Exercise requirements
Transcribe the records below exactly as they appear, omitting any pictures.

Image-grounded pointing data
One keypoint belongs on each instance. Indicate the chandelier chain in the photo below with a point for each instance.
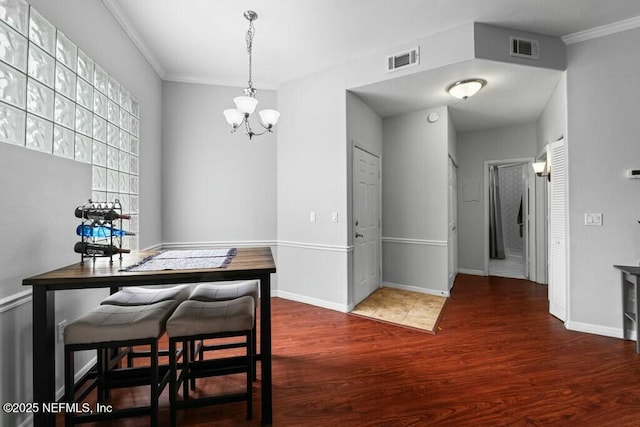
(249, 38)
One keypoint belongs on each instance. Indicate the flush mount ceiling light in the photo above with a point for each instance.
(246, 105)
(466, 88)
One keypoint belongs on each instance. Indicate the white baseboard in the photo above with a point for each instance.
(595, 329)
(15, 300)
(417, 289)
(313, 301)
(471, 272)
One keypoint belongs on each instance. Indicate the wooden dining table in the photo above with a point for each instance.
(247, 264)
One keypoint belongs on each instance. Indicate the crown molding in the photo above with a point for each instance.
(604, 30)
(180, 78)
(125, 23)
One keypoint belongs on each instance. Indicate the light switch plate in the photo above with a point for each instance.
(593, 219)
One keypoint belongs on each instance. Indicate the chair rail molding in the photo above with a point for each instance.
(407, 241)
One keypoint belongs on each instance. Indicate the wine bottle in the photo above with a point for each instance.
(94, 249)
(98, 213)
(101, 231)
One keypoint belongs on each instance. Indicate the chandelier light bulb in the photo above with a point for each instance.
(269, 117)
(234, 117)
(246, 105)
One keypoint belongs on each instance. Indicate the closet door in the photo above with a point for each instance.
(558, 230)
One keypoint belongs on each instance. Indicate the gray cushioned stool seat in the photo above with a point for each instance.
(119, 323)
(202, 317)
(227, 291)
(200, 320)
(105, 328)
(134, 295)
(223, 292)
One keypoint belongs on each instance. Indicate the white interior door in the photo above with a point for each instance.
(366, 217)
(558, 230)
(452, 238)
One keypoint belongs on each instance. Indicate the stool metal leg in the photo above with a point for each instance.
(173, 389)
(187, 351)
(250, 373)
(69, 384)
(155, 380)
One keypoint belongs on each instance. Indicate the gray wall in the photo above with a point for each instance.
(602, 141)
(414, 201)
(39, 193)
(314, 259)
(474, 148)
(218, 187)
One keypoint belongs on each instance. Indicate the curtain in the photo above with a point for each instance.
(496, 241)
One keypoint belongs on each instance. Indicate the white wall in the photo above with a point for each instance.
(474, 148)
(39, 193)
(602, 141)
(218, 187)
(314, 259)
(414, 201)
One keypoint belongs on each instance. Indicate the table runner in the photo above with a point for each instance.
(186, 260)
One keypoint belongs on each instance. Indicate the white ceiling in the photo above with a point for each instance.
(514, 94)
(203, 41)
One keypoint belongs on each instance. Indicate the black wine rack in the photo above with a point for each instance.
(105, 215)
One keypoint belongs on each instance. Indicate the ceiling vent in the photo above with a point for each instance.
(524, 48)
(405, 59)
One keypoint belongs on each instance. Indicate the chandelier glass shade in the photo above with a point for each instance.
(246, 104)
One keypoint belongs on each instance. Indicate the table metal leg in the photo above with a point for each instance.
(44, 350)
(265, 348)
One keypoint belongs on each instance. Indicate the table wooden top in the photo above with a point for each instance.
(102, 273)
(629, 269)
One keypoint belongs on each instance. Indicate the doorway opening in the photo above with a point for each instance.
(510, 213)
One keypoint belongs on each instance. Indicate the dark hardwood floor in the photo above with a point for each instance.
(498, 359)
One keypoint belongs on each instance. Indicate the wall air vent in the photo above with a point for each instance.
(524, 48)
(403, 59)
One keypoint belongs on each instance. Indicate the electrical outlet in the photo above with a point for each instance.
(61, 327)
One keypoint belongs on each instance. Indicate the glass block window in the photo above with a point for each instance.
(55, 99)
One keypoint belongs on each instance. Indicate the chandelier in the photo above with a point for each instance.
(246, 104)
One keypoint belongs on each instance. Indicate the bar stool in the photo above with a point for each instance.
(136, 295)
(224, 292)
(106, 327)
(200, 320)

Task response
One keypoint belongs on each instance. Indicate the chandelier chain in the photo below with a point for each instance.
(249, 38)
One keypoint belongs on each instance. Indicate the flush mount ceiling light in the photo above with a point for each instance.
(246, 105)
(466, 88)
One keypoint belongs on each instance. Indicate the white baseboard in the photo above with a point for each instance.
(595, 329)
(15, 300)
(417, 289)
(313, 301)
(471, 272)
One keypoint belongs on each instance. Indicate the wooden dining table in the photo above with a point for each instance.
(247, 264)
One keypoint belongs on each instance. Indicate the crown molding in the photo above with a point for each instance.
(604, 30)
(180, 78)
(125, 23)
One keypoint belongs on each instance. Indicate the light switch plate in the photo above with a point for each instance.
(593, 219)
One keypoint belongs on each instance. Indicate the chair rail molding in the photo above with a point for each instance.
(407, 241)
One keypoint belongs on each instance. Indicate the wine bottle in the photo above with a point for each instance.
(94, 249)
(98, 213)
(101, 231)
One keypoint belongs on each instance. Indicate the chandelier light bulb in the photo above with a point for each instance.
(269, 117)
(234, 117)
(246, 105)
One keypoint belongs on each instance. Indicate the closet door in the photo above with a point for each instance.
(558, 230)
One keypoint belongs on each instance. Indicate the gray cushioned stool seat in the photo above with a point for each instance.
(119, 323)
(202, 317)
(227, 291)
(200, 320)
(105, 328)
(134, 295)
(223, 292)
One keypoint belongs on each instance. Indicate the white interior door in the photo above with a point for each instance.
(366, 217)
(558, 230)
(452, 238)
One keypoint belongs on each instance. Indicate the stool metal leg in the photo above with a point for each instance.
(173, 389)
(187, 351)
(250, 373)
(69, 384)
(155, 380)
One keypoint belongs on each instance. Indicate the gray wall in the photo above with a point for each instance.
(602, 141)
(414, 201)
(39, 193)
(314, 259)
(474, 148)
(218, 187)
One keypoint belongs on each instance. Indicate the curtain in the photo above with a point for each instance.
(496, 241)
One keypoint belongs on each instance. Indicate the white wall in the photo above with a point for each instance.
(474, 148)
(39, 193)
(602, 141)
(218, 187)
(314, 259)
(414, 201)
One keypoint belongs on each instance. Indicate the table runner in the photo above with a point for each instance.
(186, 260)
One keypoint belongs on each instance. Indicate the white ceiling in the photo above with a point for each instance.
(514, 94)
(203, 41)
One keypoint belongs on each instance. Indicate the black wine rack in the photo above with a point for each instance.
(105, 215)
One keypoint belongs on each instance. Indicate the ceiling vent in the photo above with a point for each instance.
(524, 48)
(405, 59)
One keypoint belongs on each instance. Indicate the chandelier glass shade in the photo above with a point for each instance.
(246, 104)
One keypoint belongs on each instance. Indicate the table metal leg in the photo above with a point for each instance.
(44, 350)
(265, 348)
One keypoint belongs on each instance. Indicate the table wooden top in the photo above with a point for each instance.
(102, 273)
(629, 269)
One keypoint belongs on each instance. Indicate the doorway opening in the photo above with a point for each instance.
(510, 213)
One keypoint belongs on each instance. Indicate the dark hardwood floor in the photo above with a point for each instance.
(498, 359)
One keypoint belongs on each instance. Indicate the wall air vent in the photo above with a point for each instance.
(524, 48)
(403, 59)
One keypoint belongs on each instance. Indicate the electrical outlet in the photo above with a point for each instance.
(61, 327)
One keypoint belongs on each instance. Indicate the glass block window in the photo above with a point for each instance.
(55, 99)
One keypoint belongs on each instance. Indicate the chandelier in the photo above with a point for each instance.
(246, 104)
One keypoint belongs on each instance. Indicate the bar stool in the photo above with a point for each instance.
(136, 295)
(224, 292)
(106, 327)
(200, 320)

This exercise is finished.